- **Reading passage**:
━━━━━━━━━━━━━━━━

Amount for elite staff cut by £6,000, Times Higher Education analysis shows. Zoë Corbyn reports

England's elite research universities have lost an average of more than £6,000 per researcher as a result of last week's funding allocations, according to a new analysis by Times Higher Education.

The figures, which show one institution losing more than £12,000 for each full-time researcher, have led to warnings that the UK's world-leading institutions may have to reduce the amount of research they do to balance the books.

Last week, a total of £1.572 billion in recurrent research cash for 2009-10 was shared out between 124 English institutions on the basis of the 2008 research assessment exercise's results.

Because the money was more widely distributed than in previous allocations, the share of mainstream quality-related (QR) research funding awarded to the Russell Group of large research-intensive universities fell from 65 per cent to 60 per cent.

A number of teaching-led institutions were awarded funding for the "pockets of excellence" identified by the RAE.

Of the big research players, Imperial College London lost £5 million, a drop of 5.1 per cent; the University of Southampton lost £3.3 million, a fall of 6.9 per cent; and the London School of Economics lost £2.4 million, a decline of 13.4 per cent.

But the analysis by Times Higher Education reveals the full extent of the changes to the higher education funding landscape.

It looked at the research funding each university received against the total number of staff whose work was submitted to the RAE.

Across the English sector, there was an overall increase of 12 per cent in the number of staff entered into the exercise, bringing the total to nearly 42,000 full-time equivalent academics. This rise was against an increase in total research funding of 8 per cent, a real-terms increase of 6 per cent (with inflation standing at a rate of 2 per cent). The average drop in funding per researcher is £1,400.

Russell Group

All 16 of the English Russell Group institutions experienced a reduction in the amount of research funding per researcher for their 2009-10 allocation (which is based on the 2008 RAE) compared with their 2008-09 allocation (based on the 2001 RAE).

The fall, which averaged £6,100 per researcher across the group, ranged from £12,100 per researcher at Southampton to about £400 at the University of Liverpool.

Even the University of Nottingham, which received the biggest cash increase in total research funding of any university (a rise of £9.6 million), received only £36,500 per researcher - a drop from the £41,700 secured previously.

━━━━━━━━━━━━━━━━

- **Supplied material**:

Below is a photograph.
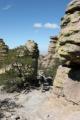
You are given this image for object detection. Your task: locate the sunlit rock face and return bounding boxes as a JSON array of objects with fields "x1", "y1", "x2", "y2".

━━━━━━━━━━━━━━━━

- **Exercise**: Could you write what comes next in the article on per-researcher funding cuts at England's research universities, picking up after its last sentence?

- **Response to this exercise**:
Falls and rises

Among the 1994 Group of smaller research-intensive universities, the picture is not much brighter.

With only two exceptions - Queen Mary, University of London and the University of Leicester - all experienced a drop in funding averaging £5,100 per researcher. The biggest loser in the analysis was the University of the Arts London, which saw its figure per researcher plummet by £27,700 to £26,400.

By contrast, all Million+ universities secured increases in funding per researcher. The biggest winner was the University of East London. Its research staff can celebrate a jump in funding from £8,600 to £24,800 each.

Tough decisions

Malcolm Grant, president of the Russell Group and provost of University College London, said the analysis showed that while research-intensive universities had been running to stand still, the drop per researcher meant that they had not be able to keep up.

"It becomes very difficult to see how a university can run the same volumes of activity and yet balance its books," he said. "This has not been a favourable settlement for what are among the world's most outstanding research universities."

But he rejected any assumption that the Russell Group had faltered in the RAE. It was trying to improve its output from a "very high position", while the RAE's structure had enabled pockets of excellence outside the research elite to be identified and funded.

Paul Wellings, president-elect of the 1994 Group, said the "substantially less" money coming into universities per researcher would lead to some tough decisions.

"Where individual departments have a shortfall on the research side, they are either going to have to earn more research money in a recession, which is very difficult; recruit more students, which will mean more international students; or staff won't be replaced at the same rate.

"We could see some unusual patterns emerging quickly as senior management teams start to reflect on what the internal consequences (of the RAE) will be."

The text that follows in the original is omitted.